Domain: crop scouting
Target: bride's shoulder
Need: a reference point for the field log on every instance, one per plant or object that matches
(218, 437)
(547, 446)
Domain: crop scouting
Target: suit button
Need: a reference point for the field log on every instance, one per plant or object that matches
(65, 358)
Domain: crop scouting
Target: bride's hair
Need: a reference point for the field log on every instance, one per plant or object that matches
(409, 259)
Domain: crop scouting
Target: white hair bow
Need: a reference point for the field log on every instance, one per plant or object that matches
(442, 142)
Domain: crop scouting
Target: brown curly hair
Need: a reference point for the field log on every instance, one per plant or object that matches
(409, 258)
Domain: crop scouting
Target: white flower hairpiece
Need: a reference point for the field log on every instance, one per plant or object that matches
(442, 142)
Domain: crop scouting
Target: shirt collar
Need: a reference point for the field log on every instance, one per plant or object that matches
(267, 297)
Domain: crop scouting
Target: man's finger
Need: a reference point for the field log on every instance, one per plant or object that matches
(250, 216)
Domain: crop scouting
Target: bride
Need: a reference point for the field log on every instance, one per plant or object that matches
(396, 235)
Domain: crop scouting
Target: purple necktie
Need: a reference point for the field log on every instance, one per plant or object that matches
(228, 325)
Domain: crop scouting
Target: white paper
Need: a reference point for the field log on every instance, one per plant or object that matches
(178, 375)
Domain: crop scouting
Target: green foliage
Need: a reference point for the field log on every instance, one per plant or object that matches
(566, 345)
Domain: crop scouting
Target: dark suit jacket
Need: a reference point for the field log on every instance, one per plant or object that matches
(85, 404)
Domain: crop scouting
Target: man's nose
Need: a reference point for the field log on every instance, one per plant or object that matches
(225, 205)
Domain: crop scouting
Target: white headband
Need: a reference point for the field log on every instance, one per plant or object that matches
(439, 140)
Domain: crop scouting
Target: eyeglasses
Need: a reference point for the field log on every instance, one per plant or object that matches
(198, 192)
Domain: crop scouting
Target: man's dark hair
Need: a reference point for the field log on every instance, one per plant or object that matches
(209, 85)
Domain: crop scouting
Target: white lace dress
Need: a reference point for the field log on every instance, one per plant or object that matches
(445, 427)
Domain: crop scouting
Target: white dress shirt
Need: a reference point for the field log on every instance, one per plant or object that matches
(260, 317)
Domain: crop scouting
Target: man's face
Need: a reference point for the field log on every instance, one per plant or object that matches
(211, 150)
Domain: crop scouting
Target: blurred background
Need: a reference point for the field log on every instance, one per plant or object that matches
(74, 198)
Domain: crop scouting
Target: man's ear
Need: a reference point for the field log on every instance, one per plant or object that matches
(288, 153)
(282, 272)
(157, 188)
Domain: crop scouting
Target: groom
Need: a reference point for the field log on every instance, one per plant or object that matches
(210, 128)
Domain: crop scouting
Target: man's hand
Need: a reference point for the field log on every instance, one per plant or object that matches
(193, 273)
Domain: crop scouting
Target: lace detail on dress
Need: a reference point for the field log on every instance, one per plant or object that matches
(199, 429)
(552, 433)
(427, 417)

*-*-*

▶ [Your instructions]: Pull out each line of the records above that contains the string "suit", treating uppercase and lowercase as different.

▶ [Reply to the task]:
Target: suit button
Target: dark suit jacket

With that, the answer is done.